====== Supplied material ======

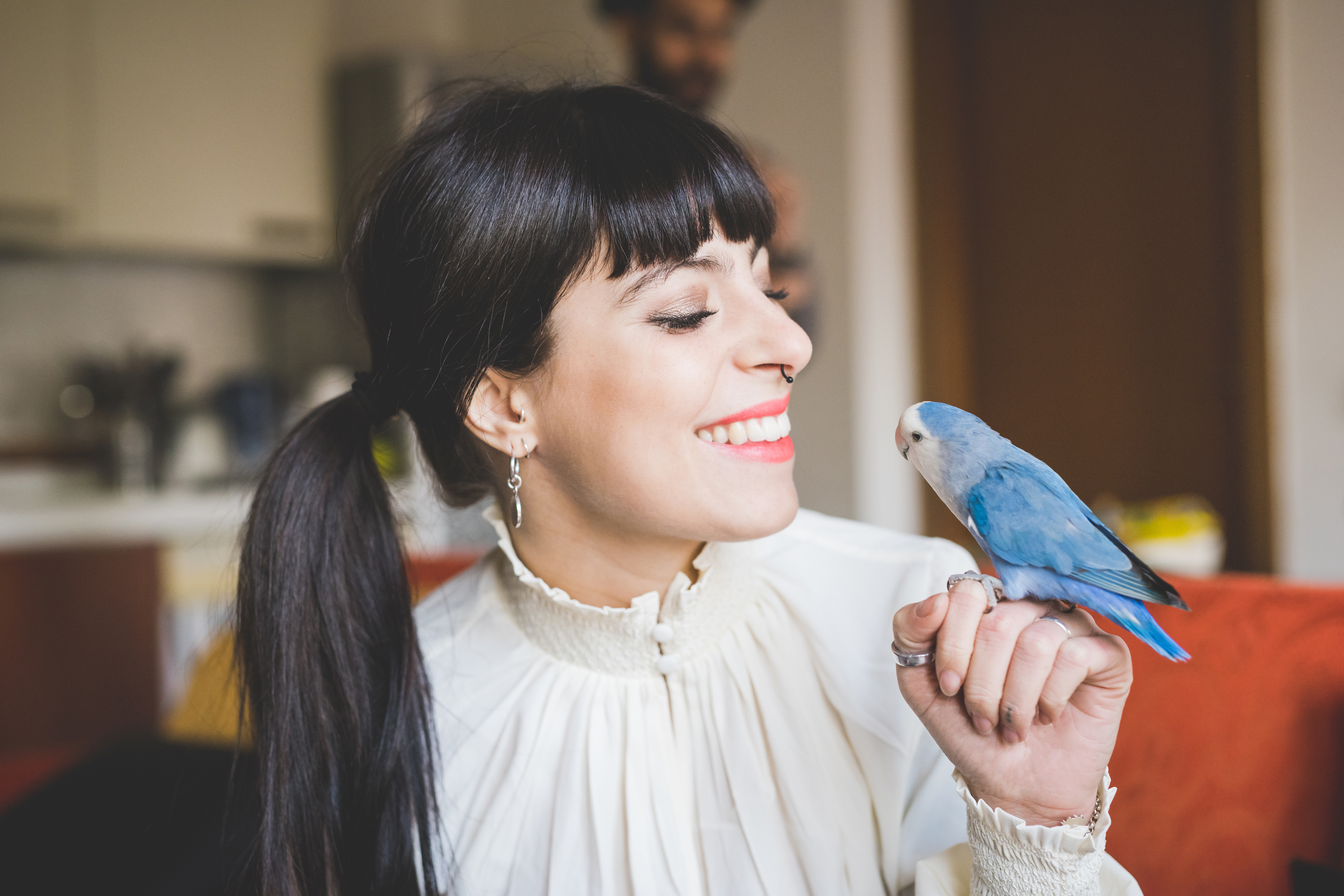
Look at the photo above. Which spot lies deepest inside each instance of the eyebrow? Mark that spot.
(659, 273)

======
====== Supplied material ======

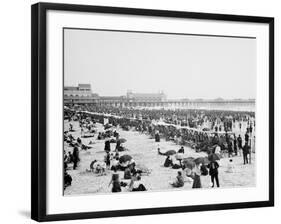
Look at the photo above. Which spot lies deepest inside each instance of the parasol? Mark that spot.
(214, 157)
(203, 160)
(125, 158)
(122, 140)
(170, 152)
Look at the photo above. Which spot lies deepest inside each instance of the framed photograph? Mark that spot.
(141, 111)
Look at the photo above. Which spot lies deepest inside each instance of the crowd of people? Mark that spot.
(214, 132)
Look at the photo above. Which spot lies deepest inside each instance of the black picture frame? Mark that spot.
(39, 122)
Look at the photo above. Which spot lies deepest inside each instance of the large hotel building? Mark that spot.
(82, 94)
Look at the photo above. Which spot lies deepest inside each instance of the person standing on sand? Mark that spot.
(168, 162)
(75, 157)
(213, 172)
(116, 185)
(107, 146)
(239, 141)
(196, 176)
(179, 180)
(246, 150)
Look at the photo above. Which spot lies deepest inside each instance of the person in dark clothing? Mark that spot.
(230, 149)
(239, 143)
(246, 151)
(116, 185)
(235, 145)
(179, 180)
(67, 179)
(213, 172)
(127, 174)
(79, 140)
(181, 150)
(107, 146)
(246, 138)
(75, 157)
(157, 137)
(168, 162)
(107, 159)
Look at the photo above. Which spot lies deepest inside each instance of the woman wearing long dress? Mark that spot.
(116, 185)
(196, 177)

======
====== Supplied material ======

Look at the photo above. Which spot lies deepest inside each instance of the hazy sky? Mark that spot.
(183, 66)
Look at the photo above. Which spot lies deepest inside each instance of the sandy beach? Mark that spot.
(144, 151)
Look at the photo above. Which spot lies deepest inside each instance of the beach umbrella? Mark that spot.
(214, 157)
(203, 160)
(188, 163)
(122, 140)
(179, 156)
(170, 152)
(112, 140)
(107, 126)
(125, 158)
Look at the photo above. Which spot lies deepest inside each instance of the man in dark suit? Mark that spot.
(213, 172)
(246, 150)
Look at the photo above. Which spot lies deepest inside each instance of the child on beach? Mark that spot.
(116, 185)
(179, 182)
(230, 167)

======

How many lines in the rows above contain the word "beach"? Reply with only the number.

Task response: 3